▶ **Assigned task**: The response should consist solely of the lines running from the line with "every wooden railing" to the end of the data, retyped exactly.

**** Dataset records

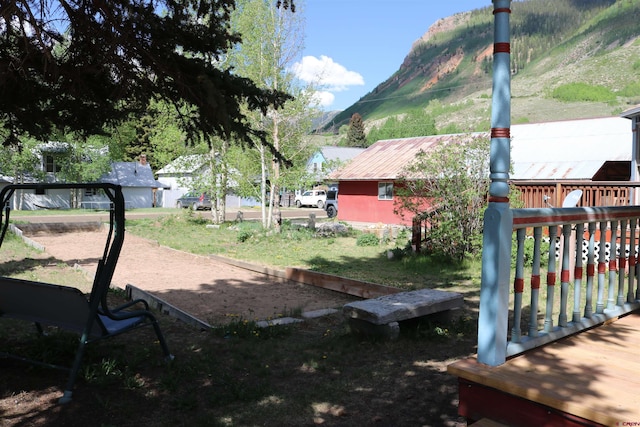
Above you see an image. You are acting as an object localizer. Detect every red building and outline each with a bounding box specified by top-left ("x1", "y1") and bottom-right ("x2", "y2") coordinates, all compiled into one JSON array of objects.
[{"x1": 329, "y1": 134, "x2": 471, "y2": 226}]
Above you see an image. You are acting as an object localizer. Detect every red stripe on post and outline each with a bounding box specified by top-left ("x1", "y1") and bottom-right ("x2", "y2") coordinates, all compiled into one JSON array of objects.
[
  {"x1": 494, "y1": 42, "x2": 511, "y2": 54},
  {"x1": 547, "y1": 272, "x2": 556, "y2": 286},
  {"x1": 531, "y1": 275, "x2": 540, "y2": 290},
  {"x1": 587, "y1": 264, "x2": 595, "y2": 276},
  {"x1": 514, "y1": 278, "x2": 524, "y2": 293},
  {"x1": 491, "y1": 127, "x2": 511, "y2": 138},
  {"x1": 619, "y1": 258, "x2": 627, "y2": 270},
  {"x1": 561, "y1": 270, "x2": 570, "y2": 283},
  {"x1": 598, "y1": 262, "x2": 607, "y2": 274},
  {"x1": 609, "y1": 259, "x2": 617, "y2": 272},
  {"x1": 493, "y1": 7, "x2": 512, "y2": 14},
  {"x1": 574, "y1": 267, "x2": 583, "y2": 280}
]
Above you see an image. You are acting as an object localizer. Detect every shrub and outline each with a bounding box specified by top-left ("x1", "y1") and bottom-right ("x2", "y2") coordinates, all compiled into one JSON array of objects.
[
  {"x1": 551, "y1": 83, "x2": 616, "y2": 103},
  {"x1": 237, "y1": 230, "x2": 252, "y2": 243},
  {"x1": 356, "y1": 233, "x2": 379, "y2": 247}
]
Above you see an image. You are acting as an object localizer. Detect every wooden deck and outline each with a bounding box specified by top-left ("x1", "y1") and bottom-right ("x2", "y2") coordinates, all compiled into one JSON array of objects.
[{"x1": 448, "y1": 311, "x2": 640, "y2": 426}]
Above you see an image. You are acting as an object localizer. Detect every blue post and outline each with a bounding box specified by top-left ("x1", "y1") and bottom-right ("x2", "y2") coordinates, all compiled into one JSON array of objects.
[{"x1": 477, "y1": 0, "x2": 512, "y2": 366}]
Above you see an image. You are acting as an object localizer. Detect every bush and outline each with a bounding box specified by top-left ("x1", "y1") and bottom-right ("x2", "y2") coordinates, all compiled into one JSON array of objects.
[
  {"x1": 237, "y1": 230, "x2": 252, "y2": 243},
  {"x1": 551, "y1": 83, "x2": 616, "y2": 103},
  {"x1": 356, "y1": 233, "x2": 379, "y2": 247},
  {"x1": 511, "y1": 234, "x2": 551, "y2": 269}
]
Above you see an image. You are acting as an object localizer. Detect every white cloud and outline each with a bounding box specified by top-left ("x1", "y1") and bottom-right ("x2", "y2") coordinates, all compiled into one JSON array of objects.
[
  {"x1": 311, "y1": 90, "x2": 335, "y2": 108},
  {"x1": 292, "y1": 55, "x2": 364, "y2": 92}
]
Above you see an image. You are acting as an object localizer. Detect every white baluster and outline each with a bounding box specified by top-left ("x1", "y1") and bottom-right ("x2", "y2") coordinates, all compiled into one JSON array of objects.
[
  {"x1": 617, "y1": 219, "x2": 627, "y2": 306},
  {"x1": 558, "y1": 224, "x2": 572, "y2": 327},
  {"x1": 628, "y1": 218, "x2": 637, "y2": 303},
  {"x1": 544, "y1": 226, "x2": 557, "y2": 333},
  {"x1": 572, "y1": 223, "x2": 584, "y2": 323},
  {"x1": 584, "y1": 222, "x2": 596, "y2": 318},
  {"x1": 596, "y1": 221, "x2": 607, "y2": 314},
  {"x1": 528, "y1": 226, "x2": 542, "y2": 337},
  {"x1": 607, "y1": 220, "x2": 618, "y2": 311},
  {"x1": 511, "y1": 228, "x2": 525, "y2": 343}
]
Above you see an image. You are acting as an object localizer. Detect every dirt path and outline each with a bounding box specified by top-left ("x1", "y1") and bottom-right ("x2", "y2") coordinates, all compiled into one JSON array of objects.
[{"x1": 29, "y1": 230, "x2": 356, "y2": 325}]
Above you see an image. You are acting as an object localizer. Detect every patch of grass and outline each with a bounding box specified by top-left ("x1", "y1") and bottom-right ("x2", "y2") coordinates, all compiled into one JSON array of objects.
[
  {"x1": 550, "y1": 82, "x2": 617, "y2": 104},
  {"x1": 125, "y1": 215, "x2": 481, "y2": 290}
]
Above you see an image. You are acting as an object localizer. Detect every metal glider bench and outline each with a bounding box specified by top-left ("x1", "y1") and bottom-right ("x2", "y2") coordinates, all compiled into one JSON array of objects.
[{"x1": 0, "y1": 183, "x2": 174, "y2": 404}]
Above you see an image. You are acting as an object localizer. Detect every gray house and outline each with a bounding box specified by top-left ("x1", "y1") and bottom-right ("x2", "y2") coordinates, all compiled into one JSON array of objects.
[
  {"x1": 3, "y1": 153, "x2": 166, "y2": 210},
  {"x1": 95, "y1": 156, "x2": 168, "y2": 208}
]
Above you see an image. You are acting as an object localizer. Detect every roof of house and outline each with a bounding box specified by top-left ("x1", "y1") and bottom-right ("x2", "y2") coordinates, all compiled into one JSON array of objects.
[
  {"x1": 510, "y1": 116, "x2": 630, "y2": 180},
  {"x1": 100, "y1": 162, "x2": 168, "y2": 188},
  {"x1": 621, "y1": 103, "x2": 640, "y2": 118},
  {"x1": 329, "y1": 133, "x2": 483, "y2": 181},
  {"x1": 331, "y1": 116, "x2": 633, "y2": 182},
  {"x1": 319, "y1": 146, "x2": 366, "y2": 163},
  {"x1": 156, "y1": 154, "x2": 207, "y2": 175}
]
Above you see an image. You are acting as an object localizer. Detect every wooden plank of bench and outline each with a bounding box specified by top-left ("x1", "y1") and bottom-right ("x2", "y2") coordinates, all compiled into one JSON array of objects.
[{"x1": 343, "y1": 288, "x2": 464, "y2": 325}]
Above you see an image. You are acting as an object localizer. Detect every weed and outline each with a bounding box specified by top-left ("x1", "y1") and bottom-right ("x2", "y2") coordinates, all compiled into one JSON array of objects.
[
  {"x1": 237, "y1": 230, "x2": 252, "y2": 243},
  {"x1": 356, "y1": 233, "x2": 379, "y2": 247}
]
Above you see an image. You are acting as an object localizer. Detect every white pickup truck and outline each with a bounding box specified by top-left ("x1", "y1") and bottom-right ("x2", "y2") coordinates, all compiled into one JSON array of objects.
[{"x1": 294, "y1": 190, "x2": 326, "y2": 208}]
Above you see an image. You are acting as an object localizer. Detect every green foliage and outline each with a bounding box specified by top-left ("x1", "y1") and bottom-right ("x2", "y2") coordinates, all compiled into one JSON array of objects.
[
  {"x1": 511, "y1": 234, "x2": 551, "y2": 269},
  {"x1": 1, "y1": 1, "x2": 291, "y2": 155},
  {"x1": 345, "y1": 113, "x2": 367, "y2": 147},
  {"x1": 356, "y1": 233, "x2": 380, "y2": 247},
  {"x1": 395, "y1": 134, "x2": 490, "y2": 261},
  {"x1": 367, "y1": 109, "x2": 437, "y2": 144},
  {"x1": 228, "y1": 0, "x2": 317, "y2": 226},
  {"x1": 551, "y1": 83, "x2": 617, "y2": 103},
  {"x1": 620, "y1": 82, "x2": 640, "y2": 98}
]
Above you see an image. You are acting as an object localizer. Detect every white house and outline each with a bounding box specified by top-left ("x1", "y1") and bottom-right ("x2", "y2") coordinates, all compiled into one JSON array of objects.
[
  {"x1": 155, "y1": 154, "x2": 259, "y2": 208},
  {"x1": 3, "y1": 150, "x2": 166, "y2": 210}
]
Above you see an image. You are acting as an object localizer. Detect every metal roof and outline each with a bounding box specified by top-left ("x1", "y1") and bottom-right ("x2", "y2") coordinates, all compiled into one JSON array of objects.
[
  {"x1": 621, "y1": 103, "x2": 640, "y2": 118},
  {"x1": 329, "y1": 133, "x2": 484, "y2": 181},
  {"x1": 156, "y1": 154, "x2": 208, "y2": 175},
  {"x1": 100, "y1": 162, "x2": 168, "y2": 188},
  {"x1": 510, "y1": 116, "x2": 630, "y2": 180},
  {"x1": 319, "y1": 146, "x2": 365, "y2": 163},
  {"x1": 331, "y1": 116, "x2": 633, "y2": 181}
]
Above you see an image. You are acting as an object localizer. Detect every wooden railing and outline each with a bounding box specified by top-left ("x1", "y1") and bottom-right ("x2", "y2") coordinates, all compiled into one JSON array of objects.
[
  {"x1": 505, "y1": 206, "x2": 640, "y2": 358},
  {"x1": 511, "y1": 181, "x2": 640, "y2": 208}
]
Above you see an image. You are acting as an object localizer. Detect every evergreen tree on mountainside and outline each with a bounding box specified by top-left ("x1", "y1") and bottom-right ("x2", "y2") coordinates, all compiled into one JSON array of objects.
[
  {"x1": 0, "y1": 0, "x2": 291, "y2": 159},
  {"x1": 346, "y1": 113, "x2": 367, "y2": 147}
]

********

▶ **Task answer**:
Above you see an image. You are acting as an object localizer. Detect every wooden railing and outline each with a bounding box specified by top-left ("x1", "y1") and bottom-right ("x2", "y2") coordinates, all compiled into one JSON array of objects.
[
  {"x1": 505, "y1": 206, "x2": 640, "y2": 358},
  {"x1": 511, "y1": 181, "x2": 640, "y2": 208}
]
Above you see an image. You are acting as an object localizer. Detect every evergreen tree on mountainside and outline each with a bounding box specified by top-left ("x1", "y1") and bottom-right ("x2", "y2") coordinates, all compiled into one JSON array of objects.
[
  {"x1": 0, "y1": 0, "x2": 291, "y2": 159},
  {"x1": 346, "y1": 113, "x2": 367, "y2": 147}
]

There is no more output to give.